Source text:
Tapped Horn (patent pending)
Horns have been used for decades in sound reinforcement to increase the loading on the loudspeaker driver. This is done to
increase the power transfer from the driver to the environment in which the sound is radiated. For maximum power transfer to
occur an impedance match between the loudspeaker driver and the free air must be established. A horn is the means to this
impedance match.

For a horn to operate properly it must not be acoustically small compared the frequencies (wavelengths) it is to radiate.
Conventional horn theory and design formulae are based on this assumption. To meet this requirement the horn needs to be at
least one-half wavelength long at the low frequency cut-off of the horn and the circumference of the mouth must be at least one
wavelength. When used for low frequency reproduction this can make for a very large unwieldy horn that can becomes
impractical to make or move.

A common practice used to reduce horn size is to make it only one-quarter of a wavelength long at the low frequency cut-off.
This “short cut” has some very interesting effects on a horn’s performance. Of note is that a quarter wavelength resonance will
have a velocity minimum at the throat compared to the half wavelength resonance which will have a velocity maximum at the
throat. The net result of this is that, while there will be output from the horn in its low frequency region, the horn will not yield
efficient power transfer until the frequency is increased sufficiently to correspond to the horn being one-half wavelength long.

This begs the question: Can the quarter wavelength horn be driven efficiently? The answer is a resounding yes. To do so one
must examine the conditions presented to the driver at the horn’s throat and match these conditions for maximum power transfer.
The velocity minimum condition requires that the proper loudspeaker driver have a much stronger motor (larger magnet) and a
larger moving mass than conventional horn theory dictates. The downside is that this driver is not at all well suited to drive a
conventional horn. Once the frequency increases to the point that the horn is at least one-half wavelength a conventional horn is
exactly what we have.

Written request A: Report every line in the records that contains the word "pedestrian".
The horn passage and the records come from unrelated sources.

Supplied material:

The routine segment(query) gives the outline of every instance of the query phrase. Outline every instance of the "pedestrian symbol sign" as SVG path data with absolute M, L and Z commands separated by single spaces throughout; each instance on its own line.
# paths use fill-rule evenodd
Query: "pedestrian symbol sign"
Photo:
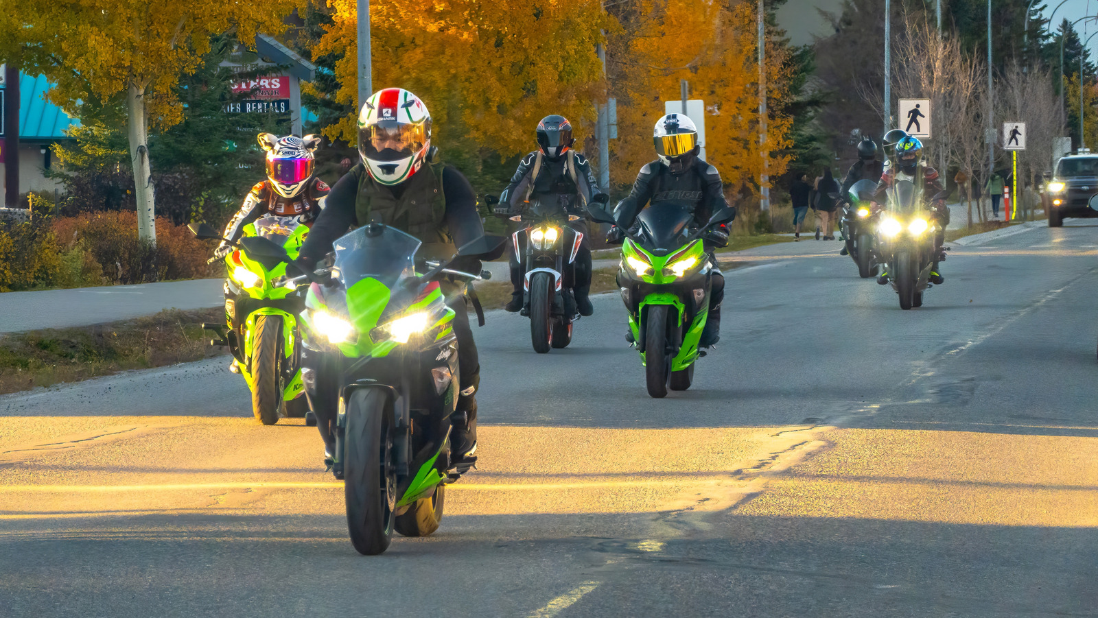
M 1002 147 L 1007 150 L 1026 149 L 1026 123 L 1005 122 L 1002 123 Z
M 920 139 L 930 137 L 930 99 L 900 99 L 896 127 Z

Written request B: Copy out the part of the horn passage that starts with "Tapped Horn (patent" and runs through "impedance match.".

Exercise solution A:
The routine segment(query) gives the outline of every instance of the query phrase. Outline every instance of the "pedestrian symbol sign" as SVG path data with absolute M, L and Z commands separated by single spaces throughout; each instance on its own line.
Query: "pedestrian symbol sign"

Exercise solution B:
Tapped Horn (patent pending)
Horns have been used for decades in sound reinforcement to increase the loading on the loudspeaker driver. This is done to
increase the power transfer from the driver to the environment in which the sound is radiated. For maximum power transfer to
occur an impedance match between the loudspeaker driver and the free air must be established. A horn is the means to this
impedance match.